=== Task to complete ===
Rewrite the listing below, switching "innermost point" to "most central point" and leaving everything else unchanged. Omit the pictures from your answer.

• • • •

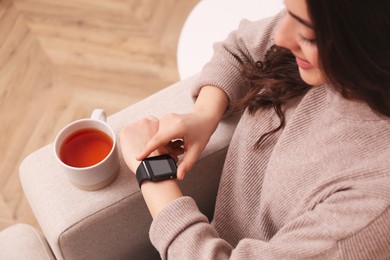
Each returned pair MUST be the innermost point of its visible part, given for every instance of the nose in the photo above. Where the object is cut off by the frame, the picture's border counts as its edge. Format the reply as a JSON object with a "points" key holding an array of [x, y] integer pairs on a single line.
{"points": [[284, 35]]}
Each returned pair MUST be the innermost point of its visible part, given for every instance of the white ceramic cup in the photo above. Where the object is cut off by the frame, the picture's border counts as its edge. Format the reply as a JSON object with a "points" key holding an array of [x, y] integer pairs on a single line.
{"points": [[100, 174]]}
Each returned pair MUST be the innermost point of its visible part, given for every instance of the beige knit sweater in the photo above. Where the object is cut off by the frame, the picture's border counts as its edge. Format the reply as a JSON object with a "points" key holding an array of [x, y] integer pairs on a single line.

• • • •

=== Exercise result ===
Each returned pair MUST be the most central point of its visible part, given for every instance of the nose in the photo above. Where the object is cut off by the frame, the picture's border counts as its edge. Format the reply as a JSON object with a "points" key holding an array of [x, y] integer pairs on a single line.
{"points": [[284, 35]]}
Each returned pair MUST be the most central point of its visible part, given for every instance of the white ceramic cup in the photo above. Where the object is cut off by the frame, the picture's border counts as its edge. Format the reply as a JSON object with a "points" key holding an array of [x, y] integer pairs on a single line.
{"points": [[100, 174]]}
Each returned pair MUST be the most central point of its visible part, given for every instance of the beige knit sweater in the photo above. Where the object is cut off by the frame, the picture's border counts as its edge. Format the reply as a JSON object with a "points" key holding an array of [x, y] integer pairs on a single line.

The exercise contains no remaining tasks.